The invention provides an impact damping system for sport shoes of the type having an insole with the heel portion made of elastic synthetic material which is relatively solid or hard. The damping system allows for a fine and broad adjustment of the degree of damping and power return, which can be made by the user through interchangeable, damping elements selected from a set of a few such elements, without the drawbacks of the solutions given by the prior art.
The damping system of the invention is of the type having an elastically deformable damping means which is fittable in a removable way in a cavity provided for at least a portion of the height of the heel area of an insole made of elastic and relatively hard material. The cavity is open to the upper face of the insole which is covered by the shoe insole.
According to the invention, the damping system comprises a tubular housing made of flexible elastomeric material which is much softer than that of the insole. The housing has flat side walls which are removable fitted into the insole cavity. The housing also has an upper convex pierced cover, provided with an external peripheral rim to be seated on the edge of the insole surrounding the cavity and with a plurality of inner axial overhangs or projections placed in circular alignment. The hanging side walls carry a lower retention means for the damping elements and a determined number of replaceable damping elements. The damping elements have the shape of overlapped sides and one made of flexible elastomeric material which are softer than that of the insole and harder than that of the housing in which they are located. The damping elements are axially retained between the assembly of the axial overhangs of the cover and the lower retention means. The housing and the assembly of discs are dimensioned in such a way that, when mounted in the shoe, only the lower face of the disc in a lower position will be seated on the bottom of the cavity. The discs have the same dimensions but different degrees of hardness.

************

● **TASK REQUIREMENTS**:
A - In the shoe damping description, what is the tubular housing made of?
B - Print the stretch of the shoe damping description from "The invention provides" through "the shoe insole.".
C - Write what comes next in the shoe damping description, starting after its final sentence.
The items that follow have no connection to the shoe damping description.

************

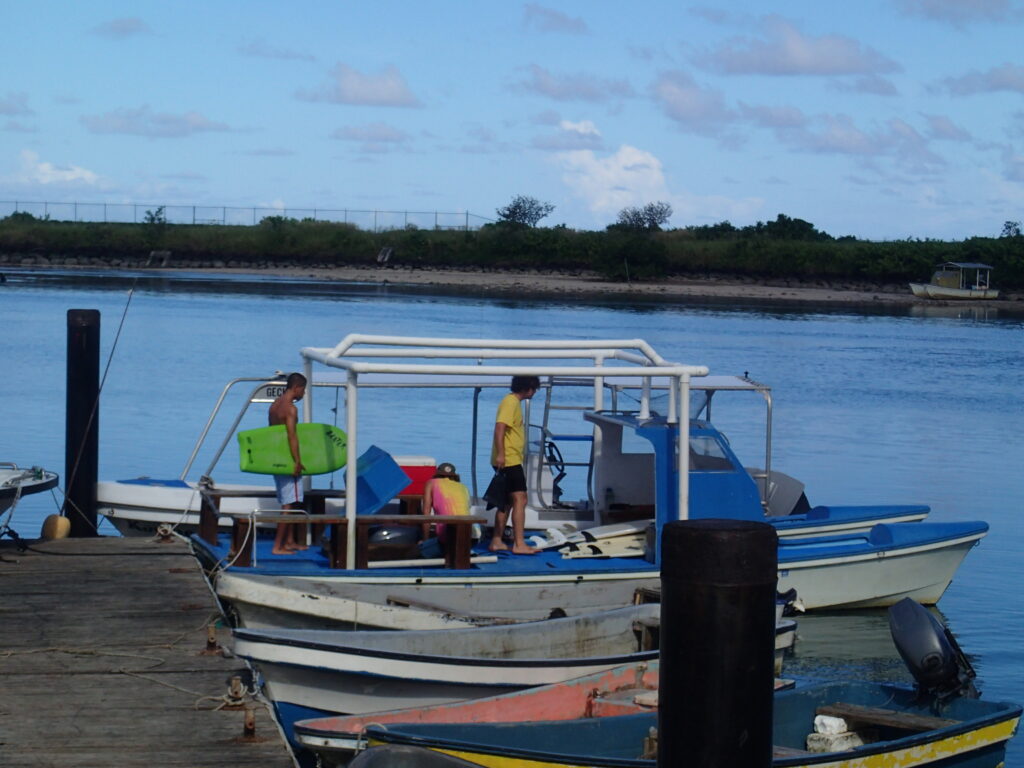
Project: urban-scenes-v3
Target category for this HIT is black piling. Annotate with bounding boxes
[657,519,778,768]
[63,309,99,537]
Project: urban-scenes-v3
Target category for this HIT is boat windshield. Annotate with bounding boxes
[690,436,733,472]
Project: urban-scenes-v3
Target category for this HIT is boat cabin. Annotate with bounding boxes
[931,261,992,291]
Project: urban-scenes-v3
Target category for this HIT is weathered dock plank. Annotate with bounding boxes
[0,538,293,768]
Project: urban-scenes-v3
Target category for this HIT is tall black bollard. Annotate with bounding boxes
[657,519,778,768]
[63,309,99,537]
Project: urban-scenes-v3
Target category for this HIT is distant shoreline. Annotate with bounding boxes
[6,261,1024,312]
[178,265,1024,311]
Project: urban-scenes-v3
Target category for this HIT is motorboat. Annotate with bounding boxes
[96,335,929,537]
[353,682,1021,768]
[0,462,59,514]
[910,261,999,299]
[184,335,988,627]
[294,599,1021,768]
[232,603,797,736]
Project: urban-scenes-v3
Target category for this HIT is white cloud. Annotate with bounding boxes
[296,63,422,106]
[512,65,633,102]
[92,16,153,40]
[557,144,669,213]
[942,63,1024,96]
[238,40,316,61]
[331,123,411,154]
[558,120,601,136]
[924,115,971,141]
[2,120,39,133]
[897,0,1019,27]
[5,150,102,187]
[523,3,587,35]
[80,104,230,138]
[532,120,603,152]
[695,16,900,76]
[651,70,735,134]
[0,91,35,115]
[242,146,295,158]
[834,75,899,96]
[555,144,764,222]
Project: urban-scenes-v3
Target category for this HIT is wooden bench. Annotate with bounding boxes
[814,701,961,731]
[221,510,486,569]
[199,488,345,546]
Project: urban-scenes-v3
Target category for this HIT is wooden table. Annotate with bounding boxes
[199,487,345,546]
[227,511,486,569]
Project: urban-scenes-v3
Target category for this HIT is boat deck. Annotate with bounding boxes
[0,538,293,768]
[193,534,659,580]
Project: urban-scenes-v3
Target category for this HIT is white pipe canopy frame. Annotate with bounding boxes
[301,334,708,564]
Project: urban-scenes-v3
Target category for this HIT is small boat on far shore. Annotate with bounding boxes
[909,261,999,299]
[0,462,59,513]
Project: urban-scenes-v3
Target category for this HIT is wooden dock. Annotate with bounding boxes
[0,538,293,768]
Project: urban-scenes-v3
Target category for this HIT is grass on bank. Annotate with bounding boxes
[0,213,1024,290]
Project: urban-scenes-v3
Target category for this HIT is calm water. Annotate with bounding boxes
[6,271,1024,766]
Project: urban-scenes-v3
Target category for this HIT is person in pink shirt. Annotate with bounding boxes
[423,462,469,543]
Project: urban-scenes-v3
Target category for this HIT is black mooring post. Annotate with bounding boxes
[63,309,99,537]
[657,519,778,768]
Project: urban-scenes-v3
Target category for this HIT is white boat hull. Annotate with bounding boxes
[778,534,984,610]
[214,570,660,630]
[910,283,999,299]
[233,605,659,714]
[96,480,299,537]
[0,462,58,514]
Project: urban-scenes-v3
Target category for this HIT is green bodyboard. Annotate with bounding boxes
[239,424,348,475]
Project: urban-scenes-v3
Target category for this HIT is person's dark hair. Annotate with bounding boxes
[510,376,541,392]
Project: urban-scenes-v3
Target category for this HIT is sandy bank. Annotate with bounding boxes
[214,266,1024,311]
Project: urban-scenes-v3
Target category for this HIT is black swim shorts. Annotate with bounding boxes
[495,464,526,494]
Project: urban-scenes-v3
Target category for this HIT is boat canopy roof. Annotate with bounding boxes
[303,371,771,392]
[301,334,708,386]
[936,261,992,269]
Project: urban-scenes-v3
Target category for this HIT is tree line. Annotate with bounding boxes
[0,196,1024,290]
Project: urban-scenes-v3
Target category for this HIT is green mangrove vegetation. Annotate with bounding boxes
[0,205,1024,290]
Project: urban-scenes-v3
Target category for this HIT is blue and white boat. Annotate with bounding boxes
[194,336,988,627]
[96,336,929,537]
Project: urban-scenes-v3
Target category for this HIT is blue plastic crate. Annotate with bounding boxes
[355,445,411,515]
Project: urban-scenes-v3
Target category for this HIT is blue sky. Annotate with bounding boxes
[0,0,1024,240]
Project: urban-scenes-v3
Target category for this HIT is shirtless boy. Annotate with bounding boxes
[269,374,306,555]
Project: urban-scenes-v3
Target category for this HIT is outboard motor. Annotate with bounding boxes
[889,597,978,702]
[544,440,565,507]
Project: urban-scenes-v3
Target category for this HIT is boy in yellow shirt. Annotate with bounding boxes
[489,376,541,555]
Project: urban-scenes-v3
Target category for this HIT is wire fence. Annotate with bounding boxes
[0,200,494,232]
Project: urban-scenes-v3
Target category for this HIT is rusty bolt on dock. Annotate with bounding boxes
[232,703,267,743]
[199,624,220,655]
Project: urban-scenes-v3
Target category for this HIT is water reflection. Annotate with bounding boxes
[783,606,981,684]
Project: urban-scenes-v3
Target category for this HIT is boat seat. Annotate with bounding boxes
[771,744,813,758]
[814,701,961,731]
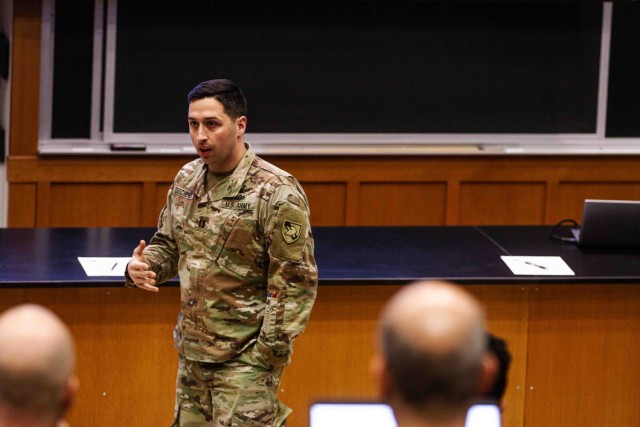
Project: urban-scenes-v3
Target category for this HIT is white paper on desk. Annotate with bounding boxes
[78,257,131,276]
[500,256,575,276]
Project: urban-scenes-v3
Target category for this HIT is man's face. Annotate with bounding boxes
[189,98,247,173]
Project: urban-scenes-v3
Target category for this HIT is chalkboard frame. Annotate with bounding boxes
[39,0,640,155]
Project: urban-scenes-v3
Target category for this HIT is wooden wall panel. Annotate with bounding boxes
[459,182,545,225]
[301,182,347,226]
[7,183,38,227]
[9,0,42,155]
[357,182,447,225]
[525,284,640,427]
[47,183,143,227]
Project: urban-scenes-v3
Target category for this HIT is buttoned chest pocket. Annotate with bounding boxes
[217,216,263,277]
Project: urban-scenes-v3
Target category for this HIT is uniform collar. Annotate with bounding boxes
[204,142,256,200]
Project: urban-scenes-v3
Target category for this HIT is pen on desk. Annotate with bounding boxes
[524,261,547,270]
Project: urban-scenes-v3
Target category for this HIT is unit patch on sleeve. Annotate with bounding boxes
[282,219,302,244]
[269,203,309,261]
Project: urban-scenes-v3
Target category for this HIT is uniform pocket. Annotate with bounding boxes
[217,219,262,277]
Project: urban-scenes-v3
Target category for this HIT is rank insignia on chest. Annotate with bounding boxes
[173,187,194,200]
[282,219,302,243]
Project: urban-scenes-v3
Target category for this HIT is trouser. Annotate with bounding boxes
[172,351,292,427]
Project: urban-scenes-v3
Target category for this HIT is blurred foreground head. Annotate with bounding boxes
[372,281,496,427]
[0,304,78,427]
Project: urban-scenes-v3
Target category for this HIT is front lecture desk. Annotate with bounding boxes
[0,226,640,427]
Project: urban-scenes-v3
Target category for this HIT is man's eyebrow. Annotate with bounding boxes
[187,116,220,121]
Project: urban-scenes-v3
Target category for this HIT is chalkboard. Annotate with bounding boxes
[39,0,640,154]
[113,0,602,133]
[607,2,640,137]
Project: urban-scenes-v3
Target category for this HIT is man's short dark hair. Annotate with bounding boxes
[382,325,484,409]
[187,79,247,119]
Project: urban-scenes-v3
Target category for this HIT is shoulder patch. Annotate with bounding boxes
[269,203,309,261]
[173,186,194,200]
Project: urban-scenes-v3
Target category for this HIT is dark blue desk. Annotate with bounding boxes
[0,226,640,287]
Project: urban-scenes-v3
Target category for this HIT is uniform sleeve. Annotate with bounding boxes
[125,186,179,287]
[255,182,318,366]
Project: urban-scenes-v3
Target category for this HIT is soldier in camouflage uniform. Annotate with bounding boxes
[126,80,318,426]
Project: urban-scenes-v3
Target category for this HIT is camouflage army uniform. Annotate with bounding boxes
[127,147,317,426]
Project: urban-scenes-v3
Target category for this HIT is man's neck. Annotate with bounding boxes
[394,411,467,427]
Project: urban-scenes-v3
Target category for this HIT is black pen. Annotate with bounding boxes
[524,261,547,270]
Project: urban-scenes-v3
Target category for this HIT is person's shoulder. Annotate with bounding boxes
[252,156,295,184]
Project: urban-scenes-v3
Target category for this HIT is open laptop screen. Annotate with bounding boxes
[572,199,640,247]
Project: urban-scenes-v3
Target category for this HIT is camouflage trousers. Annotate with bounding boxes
[172,351,292,427]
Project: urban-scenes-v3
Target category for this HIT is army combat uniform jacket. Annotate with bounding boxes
[127,147,318,366]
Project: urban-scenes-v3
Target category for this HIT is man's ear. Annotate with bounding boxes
[236,116,247,136]
[369,354,391,400]
[477,353,498,396]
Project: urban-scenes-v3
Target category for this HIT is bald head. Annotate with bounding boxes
[380,281,486,419]
[0,304,75,422]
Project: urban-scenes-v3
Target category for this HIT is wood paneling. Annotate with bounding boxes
[7,156,640,227]
[358,182,447,225]
[8,183,38,227]
[47,183,144,227]
[301,182,347,226]
[9,0,42,155]
[458,182,545,225]
[525,284,640,426]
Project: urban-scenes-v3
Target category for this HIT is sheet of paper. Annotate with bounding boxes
[500,256,575,276]
[78,257,131,276]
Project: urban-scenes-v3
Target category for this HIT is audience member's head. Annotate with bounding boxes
[372,281,496,427]
[484,332,511,406]
[0,304,78,427]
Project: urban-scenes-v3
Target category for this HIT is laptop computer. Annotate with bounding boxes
[571,199,640,247]
[309,402,501,427]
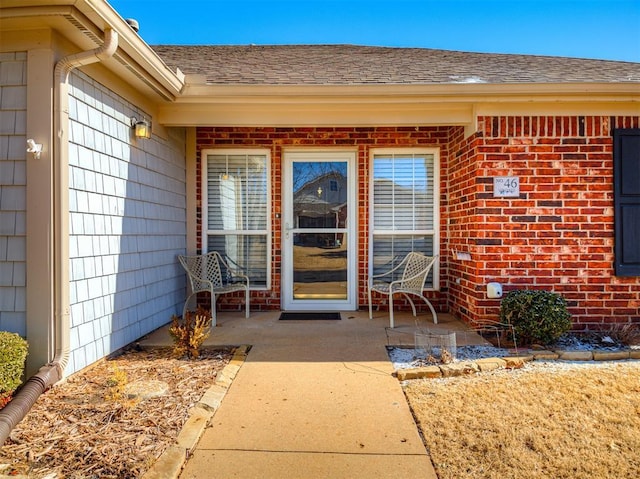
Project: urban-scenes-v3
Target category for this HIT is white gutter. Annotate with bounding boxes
[0,28,118,445]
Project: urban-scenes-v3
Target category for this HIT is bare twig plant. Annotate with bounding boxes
[169,308,211,359]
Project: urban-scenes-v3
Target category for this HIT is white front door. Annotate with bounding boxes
[282,151,357,311]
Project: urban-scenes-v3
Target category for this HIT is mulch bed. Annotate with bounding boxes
[0,348,233,479]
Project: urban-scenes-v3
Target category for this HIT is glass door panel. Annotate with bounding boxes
[283,152,355,310]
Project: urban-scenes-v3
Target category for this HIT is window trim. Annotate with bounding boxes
[367,147,441,291]
[200,148,273,291]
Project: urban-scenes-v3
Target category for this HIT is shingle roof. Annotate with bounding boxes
[152,45,640,85]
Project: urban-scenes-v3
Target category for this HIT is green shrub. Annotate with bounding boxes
[0,331,28,406]
[500,290,571,345]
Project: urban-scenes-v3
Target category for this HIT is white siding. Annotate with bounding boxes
[0,52,27,336]
[67,73,186,373]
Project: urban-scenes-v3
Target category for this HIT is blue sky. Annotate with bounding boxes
[108,0,640,62]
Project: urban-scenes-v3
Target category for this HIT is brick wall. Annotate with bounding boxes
[449,117,640,329]
[197,127,462,310]
[197,117,640,329]
[0,52,27,336]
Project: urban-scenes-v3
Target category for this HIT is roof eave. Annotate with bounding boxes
[177,81,640,104]
[0,0,184,101]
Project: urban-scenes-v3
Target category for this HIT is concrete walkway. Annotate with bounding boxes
[142,312,476,479]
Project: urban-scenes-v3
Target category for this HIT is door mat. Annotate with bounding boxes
[280,312,342,321]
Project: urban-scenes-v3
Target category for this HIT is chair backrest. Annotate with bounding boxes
[178,251,222,291]
[401,255,438,294]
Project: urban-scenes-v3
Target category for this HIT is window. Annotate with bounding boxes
[613,128,640,276]
[203,150,270,288]
[370,149,439,289]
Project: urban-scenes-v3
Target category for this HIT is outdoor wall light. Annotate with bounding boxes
[131,116,151,140]
[27,138,42,160]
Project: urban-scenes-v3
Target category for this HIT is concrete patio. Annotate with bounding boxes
[141,311,482,478]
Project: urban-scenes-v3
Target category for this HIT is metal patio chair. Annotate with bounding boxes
[367,251,438,328]
[178,251,250,327]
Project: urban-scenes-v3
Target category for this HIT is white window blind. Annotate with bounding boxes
[205,153,269,288]
[371,151,438,288]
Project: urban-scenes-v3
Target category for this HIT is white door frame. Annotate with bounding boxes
[281,150,358,311]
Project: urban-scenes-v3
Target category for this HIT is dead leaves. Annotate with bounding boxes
[0,349,232,479]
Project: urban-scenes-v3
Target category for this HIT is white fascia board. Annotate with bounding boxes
[177,82,640,104]
[0,0,184,101]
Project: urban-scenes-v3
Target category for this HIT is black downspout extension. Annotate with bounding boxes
[0,364,62,446]
[0,27,118,446]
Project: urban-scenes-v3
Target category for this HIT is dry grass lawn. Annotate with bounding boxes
[405,361,640,479]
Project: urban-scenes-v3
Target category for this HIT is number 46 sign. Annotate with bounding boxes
[493,176,520,198]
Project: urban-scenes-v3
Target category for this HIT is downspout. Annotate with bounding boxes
[0,28,118,445]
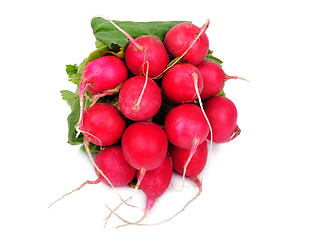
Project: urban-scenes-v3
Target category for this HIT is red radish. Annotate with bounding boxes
[122,155,173,224]
[80,103,125,146]
[196,60,246,99]
[125,35,169,78]
[121,122,168,172]
[95,145,136,187]
[196,60,226,99]
[137,155,173,213]
[106,17,169,78]
[106,121,168,220]
[77,56,128,128]
[119,76,162,121]
[204,96,241,143]
[162,63,203,103]
[49,145,136,207]
[164,20,209,65]
[164,103,209,149]
[121,122,168,193]
[169,141,207,179]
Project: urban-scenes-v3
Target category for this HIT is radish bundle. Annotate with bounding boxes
[57,17,245,225]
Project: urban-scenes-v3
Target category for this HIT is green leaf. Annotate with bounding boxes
[60,90,75,106]
[67,86,83,145]
[91,17,185,46]
[66,64,78,78]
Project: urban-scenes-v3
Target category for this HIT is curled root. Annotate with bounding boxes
[108,177,202,228]
[48,178,102,208]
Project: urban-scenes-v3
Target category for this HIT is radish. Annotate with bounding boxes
[204,96,241,143]
[169,140,208,181]
[137,155,173,215]
[106,17,169,78]
[164,103,209,149]
[77,56,128,129]
[121,121,168,174]
[164,20,209,65]
[80,103,125,146]
[119,76,162,121]
[196,60,247,99]
[125,35,169,78]
[95,145,136,187]
[116,155,173,227]
[162,63,203,103]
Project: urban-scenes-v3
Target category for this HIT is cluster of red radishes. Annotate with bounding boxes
[62,18,245,223]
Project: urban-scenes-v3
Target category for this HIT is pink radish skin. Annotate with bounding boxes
[80,56,128,95]
[169,141,207,179]
[204,96,241,143]
[80,103,125,146]
[196,60,248,99]
[162,63,204,103]
[125,35,169,78]
[121,122,168,171]
[95,145,136,187]
[137,155,173,213]
[196,60,229,99]
[164,104,209,149]
[119,76,162,121]
[164,23,209,65]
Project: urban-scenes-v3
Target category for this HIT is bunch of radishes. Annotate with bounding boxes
[58,17,244,227]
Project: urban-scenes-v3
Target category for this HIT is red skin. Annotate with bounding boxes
[196,60,228,99]
[125,35,169,78]
[164,23,209,65]
[169,141,207,178]
[81,56,128,95]
[164,104,209,149]
[95,145,136,187]
[80,103,125,146]
[162,63,203,103]
[203,96,238,143]
[121,121,168,171]
[137,155,173,211]
[119,76,162,121]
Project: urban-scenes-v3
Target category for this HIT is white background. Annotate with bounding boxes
[0,0,311,240]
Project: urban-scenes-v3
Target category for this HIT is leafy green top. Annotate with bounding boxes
[91,17,190,46]
[61,17,224,152]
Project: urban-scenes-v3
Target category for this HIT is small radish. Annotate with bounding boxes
[80,103,125,146]
[164,103,209,149]
[49,145,136,207]
[169,141,208,179]
[77,56,128,128]
[162,63,204,103]
[121,121,168,173]
[106,17,169,78]
[125,35,169,78]
[95,145,136,187]
[119,76,162,121]
[204,96,241,143]
[196,60,246,99]
[121,155,173,224]
[164,20,209,65]
[137,155,173,217]
[106,121,168,220]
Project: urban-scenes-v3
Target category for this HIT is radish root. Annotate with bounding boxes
[48,178,102,208]
[108,177,202,228]
[155,19,210,79]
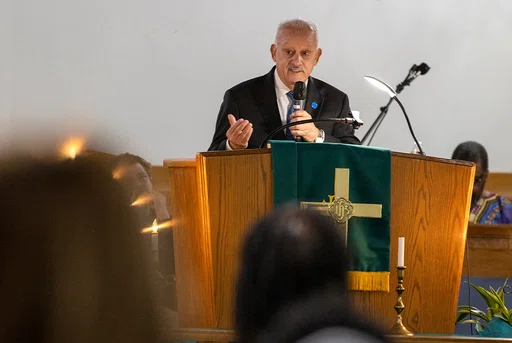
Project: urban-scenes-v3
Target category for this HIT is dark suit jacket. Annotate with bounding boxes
[208,67,360,150]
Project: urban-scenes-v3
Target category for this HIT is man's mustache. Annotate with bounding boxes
[288,66,304,72]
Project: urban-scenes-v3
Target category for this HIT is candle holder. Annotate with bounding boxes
[389,266,413,336]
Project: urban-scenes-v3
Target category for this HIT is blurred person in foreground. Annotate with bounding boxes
[235,207,386,343]
[112,153,177,317]
[452,141,512,224]
[113,153,170,227]
[0,156,156,343]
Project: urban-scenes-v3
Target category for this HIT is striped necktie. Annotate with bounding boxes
[285,91,295,140]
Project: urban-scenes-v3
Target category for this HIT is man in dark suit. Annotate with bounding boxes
[208,19,360,150]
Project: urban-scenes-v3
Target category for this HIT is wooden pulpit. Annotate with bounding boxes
[164,149,475,334]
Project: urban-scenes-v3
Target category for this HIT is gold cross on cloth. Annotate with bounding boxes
[300,168,382,245]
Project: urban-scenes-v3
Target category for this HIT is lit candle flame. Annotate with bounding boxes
[61,138,85,159]
[141,219,174,233]
[130,194,153,206]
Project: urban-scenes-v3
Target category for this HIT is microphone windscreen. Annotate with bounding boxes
[293,81,306,100]
[416,63,430,75]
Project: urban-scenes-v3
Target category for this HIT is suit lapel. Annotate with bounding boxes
[256,67,285,139]
[304,77,324,118]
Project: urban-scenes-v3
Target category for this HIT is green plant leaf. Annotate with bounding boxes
[470,283,500,309]
[475,323,484,332]
[457,308,492,322]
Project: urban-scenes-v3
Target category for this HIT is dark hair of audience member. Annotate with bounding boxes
[112,152,151,177]
[257,291,387,343]
[0,157,156,343]
[452,141,489,172]
[235,207,347,343]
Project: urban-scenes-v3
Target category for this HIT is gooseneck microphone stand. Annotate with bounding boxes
[361,63,430,145]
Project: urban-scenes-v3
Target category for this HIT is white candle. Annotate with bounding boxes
[397,237,405,267]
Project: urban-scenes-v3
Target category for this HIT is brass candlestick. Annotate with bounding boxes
[389,266,413,336]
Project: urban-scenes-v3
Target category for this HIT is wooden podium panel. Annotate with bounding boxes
[164,149,475,334]
[351,153,474,334]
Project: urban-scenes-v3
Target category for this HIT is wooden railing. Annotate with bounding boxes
[161,329,512,343]
[463,224,512,278]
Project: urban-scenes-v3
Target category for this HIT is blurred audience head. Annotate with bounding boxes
[113,153,153,201]
[452,141,489,207]
[0,156,155,343]
[257,291,386,343]
[235,207,348,343]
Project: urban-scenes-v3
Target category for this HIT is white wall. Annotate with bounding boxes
[4,0,512,171]
[0,2,13,146]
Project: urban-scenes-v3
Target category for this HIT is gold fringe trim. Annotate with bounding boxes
[348,271,389,292]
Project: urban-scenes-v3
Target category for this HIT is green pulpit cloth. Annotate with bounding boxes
[271,141,391,292]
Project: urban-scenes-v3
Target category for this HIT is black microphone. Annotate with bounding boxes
[404,62,430,85]
[260,117,364,149]
[292,81,307,142]
[390,62,430,94]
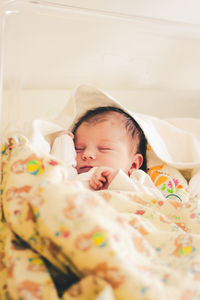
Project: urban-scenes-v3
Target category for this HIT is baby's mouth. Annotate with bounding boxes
[78,166,93,174]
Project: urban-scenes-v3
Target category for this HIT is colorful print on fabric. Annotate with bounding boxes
[11,155,45,175]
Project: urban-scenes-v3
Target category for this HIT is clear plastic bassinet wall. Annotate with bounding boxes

************

● **REPLIES**:
A - Flexible elastomeric material much softer than that of the insole.

B -
The invention provides an impact damping system for sport shoes of the type having an insole with the heel portion made of elastic synthetic material which is relatively solid or hard. The damping system allows for a fine and broad adjustment of the degree of damping and power return, which can be made by the user through interchangeable, damping elements selected from a set of a few such elements, without the drawbacks of the solutions given by the prior art.
The damping system of the invention is of the type having an elastically deformable damping means which is fittable in a removable way in a cavity provided for at least a portion of the height of the heel area of an insole made of elastic and relatively hard material. The cavity is open to the upper face of the insole which is covered by the shoe insole.

C -
The material of the damping discs is designed to be able to obtain an appropriate adjustment in the degree of impact damping being received by said discs and of return of power to the user's body, through a simple selection of discs to be placed inside the housing.
In addition to the above advantage, the subject invention allows the housing to protect the discs against direct friction with the hard wall of the cavity in the insole. Also, the heel shock of the user will be transmitted and distributed in a homogeneous way to the discs and the sole, thereby avoiding relative and out of order movement of the discs, besides serving as a directing guide to the exhaust of air inside the housing to an area of the insole when the heel compressor makes a movement. The fact that the discs are positioned inside the housing which can be inserted into the cavity facilitates the replacement of the discs by the user.
The invention will hereinafter be described by reference to the attached drawings, in which:
FIGS. 1 and 2 respectively represent a perspective view and a diametral vertical sectional view of the tubular housing;
FIGS. 3 and 4 respectively represent a perspective view and a diametral sectional view of a damping disc in an inverted position;
FIG. 5 shows a vertical, longitudinal, schematic and partial section of a shoe provided with the damping system of the invention; and
FIGS. 6 and 7 show, respectively, an end view and a transverse sectional view of a shoe provided with this damping system.
Referring to the drawings, the damping system of the invention is used in a sport shoe of the type having a sole made of an upper insole 1, a main insole 2 of elastic synthetic material which is relatively hard and a lower main outer sole 3 of elastomeric material on the face of which there are provided grooves and ribs defining the lower face of the sole. The three elements 1, 2 and 3 are bonded together by any suitable adhesive, heat sealing technique, etc.
The heel area, (see FIGS. 5-7) of the insole 2 is provided with a cylindric cavity 4 which is open at the top and closed at the bottom as illustrated in the described embodiment by the upper face of the sole 3. However, it is understood that the height of the cavity 4 and the shape thereof can be modified from the form shown.
The damping system includes a hollow housing 10 (see FIGS. 2-7), in this case having a cylindrical outer contour. The housing 10 is of flexible elastomeric material which is much softer than that of the insole 2. The inner and outer surfaces of the housing side wall are smooth. The housing is to be removably fitted in a relatively tight fit into the cavity 4 of the insole 2.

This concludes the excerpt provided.